Retype the records below exactly as they appear, but leave out any pictures.

[Extracted records]

*****

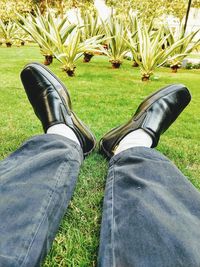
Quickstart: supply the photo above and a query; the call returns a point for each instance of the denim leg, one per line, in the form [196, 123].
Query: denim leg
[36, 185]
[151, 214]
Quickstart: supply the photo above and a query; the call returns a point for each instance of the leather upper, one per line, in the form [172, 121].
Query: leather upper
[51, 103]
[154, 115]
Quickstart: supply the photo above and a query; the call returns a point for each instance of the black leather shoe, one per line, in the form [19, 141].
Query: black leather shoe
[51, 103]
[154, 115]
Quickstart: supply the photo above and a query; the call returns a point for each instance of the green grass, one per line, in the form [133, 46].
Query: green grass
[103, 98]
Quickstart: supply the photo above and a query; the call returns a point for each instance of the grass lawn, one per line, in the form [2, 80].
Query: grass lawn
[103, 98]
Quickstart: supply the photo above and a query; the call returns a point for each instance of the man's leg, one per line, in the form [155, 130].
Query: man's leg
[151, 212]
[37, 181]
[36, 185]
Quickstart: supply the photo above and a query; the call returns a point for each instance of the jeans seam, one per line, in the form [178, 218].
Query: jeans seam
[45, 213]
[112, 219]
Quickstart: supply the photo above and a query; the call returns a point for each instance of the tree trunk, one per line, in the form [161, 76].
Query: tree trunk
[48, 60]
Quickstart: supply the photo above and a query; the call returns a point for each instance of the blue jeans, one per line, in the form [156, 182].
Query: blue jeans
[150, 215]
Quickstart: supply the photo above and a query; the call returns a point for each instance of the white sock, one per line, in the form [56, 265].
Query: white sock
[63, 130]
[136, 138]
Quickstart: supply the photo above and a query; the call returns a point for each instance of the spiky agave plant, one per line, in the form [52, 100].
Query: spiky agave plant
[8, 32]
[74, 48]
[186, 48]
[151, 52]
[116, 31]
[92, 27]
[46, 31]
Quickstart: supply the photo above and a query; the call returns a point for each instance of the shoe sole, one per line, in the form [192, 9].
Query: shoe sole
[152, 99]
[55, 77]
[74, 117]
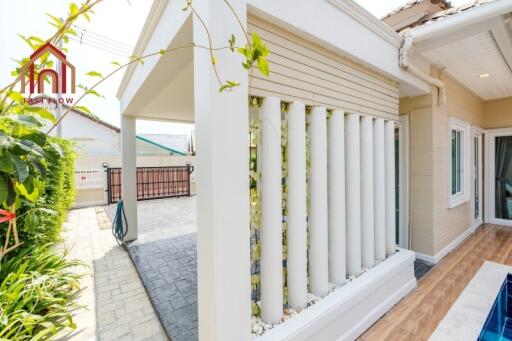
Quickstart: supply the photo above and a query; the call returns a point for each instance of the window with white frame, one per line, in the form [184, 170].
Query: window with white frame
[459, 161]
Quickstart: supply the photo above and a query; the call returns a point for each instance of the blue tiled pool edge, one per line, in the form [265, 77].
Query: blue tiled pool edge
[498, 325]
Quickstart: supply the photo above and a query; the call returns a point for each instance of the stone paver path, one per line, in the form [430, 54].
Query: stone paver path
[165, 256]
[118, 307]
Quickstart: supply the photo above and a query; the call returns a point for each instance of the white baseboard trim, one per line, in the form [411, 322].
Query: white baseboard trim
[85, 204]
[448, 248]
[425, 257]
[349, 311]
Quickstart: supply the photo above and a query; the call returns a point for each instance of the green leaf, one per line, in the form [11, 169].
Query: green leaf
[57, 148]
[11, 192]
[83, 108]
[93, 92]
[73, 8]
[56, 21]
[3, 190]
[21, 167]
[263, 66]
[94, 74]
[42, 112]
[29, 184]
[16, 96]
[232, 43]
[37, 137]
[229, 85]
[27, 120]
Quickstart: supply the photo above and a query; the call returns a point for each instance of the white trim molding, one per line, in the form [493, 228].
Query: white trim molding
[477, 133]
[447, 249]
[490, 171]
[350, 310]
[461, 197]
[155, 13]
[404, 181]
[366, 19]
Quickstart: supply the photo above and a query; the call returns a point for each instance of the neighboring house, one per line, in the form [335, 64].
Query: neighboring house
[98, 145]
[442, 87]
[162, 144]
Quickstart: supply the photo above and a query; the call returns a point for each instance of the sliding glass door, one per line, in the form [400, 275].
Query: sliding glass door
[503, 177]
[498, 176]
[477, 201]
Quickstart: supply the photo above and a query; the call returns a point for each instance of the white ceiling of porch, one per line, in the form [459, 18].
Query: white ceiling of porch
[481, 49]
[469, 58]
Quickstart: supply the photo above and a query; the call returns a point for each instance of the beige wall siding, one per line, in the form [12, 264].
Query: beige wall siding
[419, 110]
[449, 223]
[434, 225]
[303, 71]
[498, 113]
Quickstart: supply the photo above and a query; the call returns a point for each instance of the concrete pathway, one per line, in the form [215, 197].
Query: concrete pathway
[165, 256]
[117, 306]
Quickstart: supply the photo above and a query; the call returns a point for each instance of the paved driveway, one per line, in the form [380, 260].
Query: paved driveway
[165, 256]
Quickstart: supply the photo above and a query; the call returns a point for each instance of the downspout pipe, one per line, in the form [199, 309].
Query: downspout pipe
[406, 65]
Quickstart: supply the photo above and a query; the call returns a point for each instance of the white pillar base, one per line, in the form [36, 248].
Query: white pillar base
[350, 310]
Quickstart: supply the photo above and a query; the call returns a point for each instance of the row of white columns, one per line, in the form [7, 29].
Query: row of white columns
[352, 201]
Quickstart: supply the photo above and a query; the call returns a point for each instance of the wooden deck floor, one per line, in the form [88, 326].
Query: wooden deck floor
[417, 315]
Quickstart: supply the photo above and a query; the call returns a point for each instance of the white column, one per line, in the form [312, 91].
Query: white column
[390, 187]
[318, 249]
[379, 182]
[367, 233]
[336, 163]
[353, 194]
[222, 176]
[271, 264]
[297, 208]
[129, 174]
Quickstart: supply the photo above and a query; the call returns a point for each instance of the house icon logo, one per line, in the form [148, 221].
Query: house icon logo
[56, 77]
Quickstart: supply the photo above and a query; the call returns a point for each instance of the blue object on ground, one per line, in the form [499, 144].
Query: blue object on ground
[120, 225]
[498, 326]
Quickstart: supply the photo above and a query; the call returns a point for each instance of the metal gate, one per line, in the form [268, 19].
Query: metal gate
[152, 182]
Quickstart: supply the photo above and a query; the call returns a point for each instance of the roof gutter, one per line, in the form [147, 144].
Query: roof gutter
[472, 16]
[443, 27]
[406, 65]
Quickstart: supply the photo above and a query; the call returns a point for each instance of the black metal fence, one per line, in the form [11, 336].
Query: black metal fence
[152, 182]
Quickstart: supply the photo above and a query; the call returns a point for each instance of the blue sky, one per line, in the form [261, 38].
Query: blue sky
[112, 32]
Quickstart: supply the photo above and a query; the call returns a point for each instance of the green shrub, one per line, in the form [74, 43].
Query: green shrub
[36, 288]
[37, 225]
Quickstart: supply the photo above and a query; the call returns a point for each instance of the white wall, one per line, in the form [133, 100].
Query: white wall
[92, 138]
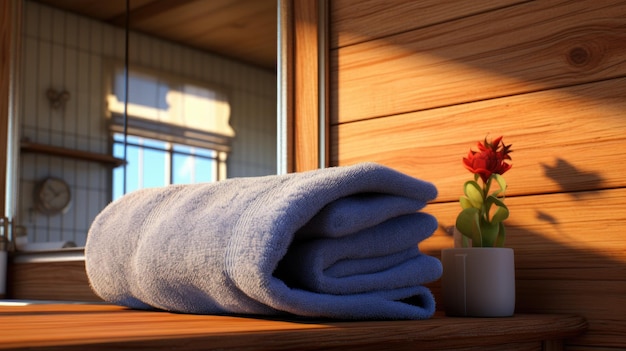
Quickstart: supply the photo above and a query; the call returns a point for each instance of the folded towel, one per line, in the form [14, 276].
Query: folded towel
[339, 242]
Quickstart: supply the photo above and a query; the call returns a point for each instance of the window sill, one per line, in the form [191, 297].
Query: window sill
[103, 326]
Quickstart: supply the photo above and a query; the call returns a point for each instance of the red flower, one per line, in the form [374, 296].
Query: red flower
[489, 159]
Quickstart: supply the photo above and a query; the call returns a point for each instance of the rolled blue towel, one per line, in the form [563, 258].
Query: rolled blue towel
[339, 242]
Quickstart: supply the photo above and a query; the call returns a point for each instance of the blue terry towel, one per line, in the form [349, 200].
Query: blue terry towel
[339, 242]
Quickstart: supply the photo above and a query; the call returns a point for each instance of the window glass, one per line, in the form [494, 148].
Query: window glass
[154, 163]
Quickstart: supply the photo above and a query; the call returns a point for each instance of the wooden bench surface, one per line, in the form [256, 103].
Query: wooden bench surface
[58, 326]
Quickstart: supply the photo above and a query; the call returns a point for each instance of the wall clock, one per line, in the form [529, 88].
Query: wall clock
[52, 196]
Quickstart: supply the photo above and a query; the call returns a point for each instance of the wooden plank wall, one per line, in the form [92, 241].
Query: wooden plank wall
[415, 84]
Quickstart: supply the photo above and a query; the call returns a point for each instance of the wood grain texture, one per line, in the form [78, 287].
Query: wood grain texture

*****

Task output.
Quickstart: supply the photo above and a query; the call returns a point for each instance of the denim leg, one per line, in the form [196, 123].
Query: denim leg
[36, 185]
[151, 214]
Quickstart: supply the photo above and a query; the call returns a point for each instance of the leather upper, one per line, in the form [172, 121].
Query: leather upper
[51, 103]
[154, 115]
Quickstart: supply the photo above and a query; the call returns a point for each instance of the black leather shoe, one per line, in the form [19, 141].
Query: black leather shoe
[51, 103]
[154, 115]
Quickstart: supply the photo above and a query; the call returns a point for each instance of the green grass, one per line, in the form [133, 46].
Query: green grass
[103, 98]
Quickstart: supply the photo above and a query; the call returns a point for each instance of the grass lawn, one per line, in the form [2, 80].
Query: grass lawn
[103, 98]
Quickstart: supply the photo above and a query; the call returns a point for each instance of the man's leg, one per line, in the form [155, 130].
Query: man's leg
[151, 212]
[37, 181]
[36, 185]
Quickstart: supply the photo above and a query; the call returns a point for each instance of the jeans seam, one per line, in the form [178, 218].
Query: jeans seam
[45, 213]
[112, 219]
Quickstart: supply the photo above and a query; the call returns a point for each instance of the tree trunk, one per line, in the form [161, 76].
Query: tree trunk
[48, 60]
Quickstart: supply the photo above and a query; the call returns a point for each instance of the blue jeans, one per line, in the form [156, 182].
Query: blue jeans
[150, 215]
Quickstart: supply the photo above and a query; the call returns a point for each instance of the white sock, one per line, in the form [56, 265].
Query: white sock
[63, 130]
[136, 138]
Quickstart: supply the photo above and a query; the call returns a point for each instance of the spiky agave plant, one per line, in the form [52, 100].
Query: spiky agave plant
[8, 32]
[74, 48]
[186, 48]
[151, 52]
[116, 31]
[92, 27]
[46, 31]
Quickstart: supply the photo above and a query; the call returns a point for each instance of the shoe sole, one per line, in the form [192, 9].
Query: shoe sole
[152, 99]
[55, 77]
[74, 117]
Quickstart: supply the photo above and a query; the call returns a point for each instance of the window with white frame, one per line, in the form [184, 170].
Query: window with white frame
[459, 161]
Quickstart: supply the photo above and a query; the call returns a point for each instance of the blue tiled pool edge, one per line, in the form [265, 77].
Query: blue tiled pool edge
[498, 325]
Quickstart: supply the photo above and a query; the call returns a point for each instance of the stone paver path, one per line, in the form [430, 54].
Query: stone paver path
[165, 256]
[118, 307]
Quickstart: supply the photo above and a query; the call returns a point for each instance of the white baseboard trim, one per line, in the form [411, 322].
Query: white baseboard trim
[85, 204]
[448, 248]
[425, 257]
[349, 311]
Quickstart: supply the photo above and a query; the call returns a point for each instance of the green leaf, one per line, in the form [11, 169].
Query: green leaf
[57, 148]
[11, 192]
[83, 108]
[93, 92]
[73, 8]
[56, 21]
[3, 190]
[21, 167]
[263, 66]
[94, 74]
[42, 112]
[29, 184]
[16, 96]
[232, 43]
[37, 137]
[229, 85]
[27, 120]
Quickstart: supply the photo above and a query; the call returns a point for each instance of the white trim molding, one per line, in the form [493, 228].
Query: white trim molding
[477, 133]
[447, 249]
[490, 171]
[350, 310]
[461, 197]
[155, 13]
[404, 181]
[366, 19]
Quickstart: supply the photo above and a query; the call returns a point for each instance of the neighboring house, one per line, in the form [335, 64].
Query: neighboring house
[98, 145]
[442, 87]
[162, 144]
Quickstart: supply the photo above and a query; the call returns a point for each instance of the sliding glass door, one per line, in the form [400, 275].
Query: sliding glass door
[503, 177]
[498, 176]
[477, 201]
Quickstart: supply the photo above and a query; the call returns a point for each instance of the white ceiling of porch, one per line, in the form [459, 18].
Query: white ceiling of porch
[481, 49]
[469, 58]
Quickstart: supply the photo above and a query; the call returns a point for each instance of the beige wall siding, one per line, in the form [12, 264].
Query: beige wall siding
[419, 110]
[449, 223]
[434, 225]
[303, 71]
[498, 113]
Quickstart: supply the photo above and a query; the call returns a point for each instance of the concrete pathway, one per line, in the form [215, 197].
Query: concrete pathway
[165, 256]
[117, 306]
Quickstart: supply the photo above and a query; the call returns a point for each instance of the paved driveway, one per line, in the form [380, 260].
Query: paved driveway
[165, 256]
Quickstart: supply the photo above and a query; the call returns a point for each instance of the downspout pipe, one per line, in the form [199, 309].
Query: downspout pipe
[406, 65]
Quickstart: supply the photo above and a query; the call returns a point for each instance of the white pillar base, one per line, in the form [36, 248].
Query: white pillar base
[350, 310]
Quickstart: supply the photo above and a query; the call returns a point for each instance of the row of white columns, one per line, in the form [7, 29].
Query: row of white columns
[352, 201]
Quickstart: supply the photo above and a query; the call returns a point for each instance of the wooden deck floor, one per line, in the form [88, 326].
Query: wooden deck floor
[417, 315]
Quickstart: supply the photo above and a query; the call returns a point for each instance of the white column, one per line, in the form [312, 91].
Query: white column
[390, 187]
[318, 249]
[379, 182]
[367, 233]
[336, 163]
[353, 194]
[222, 176]
[271, 264]
[297, 208]
[129, 174]
Quickstart: supply the photo above and a query; the call returns a point for each instance of the house icon logo, one per line, in the form [148, 221].
Query: house icon logo
[56, 77]
Quickstart: supply the photo above and a query; the call returns a point for each instance of the blue object on ground, one per line, in the form [499, 144].
Query: blue object on ground
[120, 225]
[498, 326]
Quickstart: supply the photo above and a query; the call returns a point for each instance of the metal gate, one per line, in the form [268, 19].
Query: metal gate
[152, 182]
Quickstart: supply the photo above and a query; the call returns a point for each instance of the roof gutter, one per line, in the form [147, 144].
Query: roof gutter
[472, 16]
[443, 27]
[406, 65]
Quickstart: supply the photo above and a query; the call returns a point for each instance of the black metal fence, one per line, in the form [11, 336].
Query: black metal fence
[152, 182]
Quickstart: supply the photo above and a query; the call returns a point for each instance of the blue sky, one per line, in the form [261, 38].
Query: blue sky
[112, 32]
Quickstart: supply the photo above and a query; the call returns a point for each instance of the green shrub, one per line, in the form [74, 43].
Query: green shrub
[36, 288]
[37, 225]
Quickstart: supply the photo above and a query; the call returns a point for each instance of the white wall, one per line, in the form [133, 100].
Query: white wall
[92, 138]
Quickstart: supply the photo above and a query; the call returns a point for each instance of the folded towel, one per line, in the form [14, 276].
Query: folded towel
[339, 242]
Quickstart: supply the photo above and a query; the call returns a point for each instance of the window sill, one per line, in the form [191, 297].
Query: window sill
[103, 326]
Quickstart: supply the photo above and a query; the call returns a point for each instance of the red flower, one per line, in the form [374, 296].
Query: red flower
[489, 159]
Quickstart: supply the photo above and a query; the call returns a point for each instance of the rolled blue towel, one per line, in the form [563, 258].
Query: rolled blue towel
[339, 242]
Quickstart: supply the photo above and a query; the call returns a point for each instance of the blue terry towel, one per line, in the form [349, 200].
Query: blue terry towel
[339, 242]
Quickstart: supply the photo above and a query; the call returns a point for each instance of the window glass, one per line, in the form [494, 148].
Query: window glass
[154, 163]
Quickstart: supply the photo above and a query; the call returns a point for each instance of the wooden bench surface, one per line, in the form [256, 103].
Query: wooden bench surface
[58, 326]
Quickstart: supply the photo above and a query; the call returns a point for each instance of the wall clock, one per line, in the form [529, 88].
Query: wall clock
[52, 196]
Quickstart: supply the photo above and a query; the call returns a point for each instance of the wooden plank wall, one per line, in the form [92, 241].
Query: wooden plank wall
[415, 84]
Quickstart: supply the photo above and a query; the call returns a point for each instance of the wood grain texture, one per line, in the form [78, 287].
Query: wood grain texture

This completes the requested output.